## What is asked
Collect every line of the entries below that contains the word "cloud".
START
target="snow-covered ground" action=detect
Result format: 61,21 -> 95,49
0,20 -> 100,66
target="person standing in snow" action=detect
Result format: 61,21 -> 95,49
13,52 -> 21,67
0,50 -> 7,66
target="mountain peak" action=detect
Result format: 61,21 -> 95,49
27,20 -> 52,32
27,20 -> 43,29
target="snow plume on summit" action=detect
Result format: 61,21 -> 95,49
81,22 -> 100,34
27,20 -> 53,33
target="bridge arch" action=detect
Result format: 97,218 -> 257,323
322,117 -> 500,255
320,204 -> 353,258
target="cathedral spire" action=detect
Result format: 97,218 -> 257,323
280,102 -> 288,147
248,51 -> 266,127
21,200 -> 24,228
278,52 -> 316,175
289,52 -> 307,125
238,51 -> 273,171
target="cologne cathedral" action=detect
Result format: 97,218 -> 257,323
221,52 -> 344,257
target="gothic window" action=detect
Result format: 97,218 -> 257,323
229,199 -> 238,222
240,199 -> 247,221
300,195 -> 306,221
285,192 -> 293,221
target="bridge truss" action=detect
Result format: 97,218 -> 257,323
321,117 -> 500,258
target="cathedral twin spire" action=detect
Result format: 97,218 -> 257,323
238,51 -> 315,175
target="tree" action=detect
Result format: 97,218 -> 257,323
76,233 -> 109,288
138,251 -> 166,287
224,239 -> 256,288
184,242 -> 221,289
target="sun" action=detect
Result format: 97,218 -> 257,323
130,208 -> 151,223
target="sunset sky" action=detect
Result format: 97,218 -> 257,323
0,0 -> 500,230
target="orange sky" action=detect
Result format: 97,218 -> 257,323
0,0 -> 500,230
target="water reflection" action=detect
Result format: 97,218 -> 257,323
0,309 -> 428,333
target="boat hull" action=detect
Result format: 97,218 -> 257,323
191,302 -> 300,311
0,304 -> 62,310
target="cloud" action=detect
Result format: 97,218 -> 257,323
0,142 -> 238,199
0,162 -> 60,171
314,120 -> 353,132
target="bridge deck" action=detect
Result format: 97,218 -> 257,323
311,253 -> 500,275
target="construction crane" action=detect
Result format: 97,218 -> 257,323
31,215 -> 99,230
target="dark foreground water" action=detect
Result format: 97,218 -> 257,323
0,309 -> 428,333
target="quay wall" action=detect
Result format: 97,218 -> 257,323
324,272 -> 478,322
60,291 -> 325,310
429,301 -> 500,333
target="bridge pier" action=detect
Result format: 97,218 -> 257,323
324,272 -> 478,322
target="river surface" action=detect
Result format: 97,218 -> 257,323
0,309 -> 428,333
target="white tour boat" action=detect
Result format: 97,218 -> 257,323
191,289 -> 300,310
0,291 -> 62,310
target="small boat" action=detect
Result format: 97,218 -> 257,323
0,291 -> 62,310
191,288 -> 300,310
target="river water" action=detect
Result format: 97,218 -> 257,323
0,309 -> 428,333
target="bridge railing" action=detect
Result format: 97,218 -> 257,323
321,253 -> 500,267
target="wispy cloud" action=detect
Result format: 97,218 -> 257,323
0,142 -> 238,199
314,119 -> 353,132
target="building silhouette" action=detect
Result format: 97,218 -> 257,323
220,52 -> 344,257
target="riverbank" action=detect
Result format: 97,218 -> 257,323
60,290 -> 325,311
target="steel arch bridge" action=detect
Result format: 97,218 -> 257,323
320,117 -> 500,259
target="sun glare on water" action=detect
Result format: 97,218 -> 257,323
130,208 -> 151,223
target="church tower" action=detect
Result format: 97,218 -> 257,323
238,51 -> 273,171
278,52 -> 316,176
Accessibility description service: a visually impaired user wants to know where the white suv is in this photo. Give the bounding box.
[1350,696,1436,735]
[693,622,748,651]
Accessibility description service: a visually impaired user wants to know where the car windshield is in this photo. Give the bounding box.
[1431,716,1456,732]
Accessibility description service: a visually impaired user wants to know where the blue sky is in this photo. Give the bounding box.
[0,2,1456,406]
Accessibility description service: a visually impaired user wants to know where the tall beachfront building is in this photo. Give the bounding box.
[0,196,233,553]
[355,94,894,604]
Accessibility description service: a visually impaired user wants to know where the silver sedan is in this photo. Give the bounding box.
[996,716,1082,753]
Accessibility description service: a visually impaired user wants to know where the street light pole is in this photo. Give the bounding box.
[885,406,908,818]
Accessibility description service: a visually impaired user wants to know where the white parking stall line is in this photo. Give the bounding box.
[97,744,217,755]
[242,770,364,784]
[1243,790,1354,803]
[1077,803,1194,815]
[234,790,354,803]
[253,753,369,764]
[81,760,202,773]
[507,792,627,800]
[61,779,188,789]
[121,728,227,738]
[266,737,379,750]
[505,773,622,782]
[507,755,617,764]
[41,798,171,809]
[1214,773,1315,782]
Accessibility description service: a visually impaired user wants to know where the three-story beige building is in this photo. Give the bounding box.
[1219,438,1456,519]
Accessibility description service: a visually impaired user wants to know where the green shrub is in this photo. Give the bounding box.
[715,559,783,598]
END
## Answer for the task
target="cloud" action=detect
target="wispy cloud" action=detect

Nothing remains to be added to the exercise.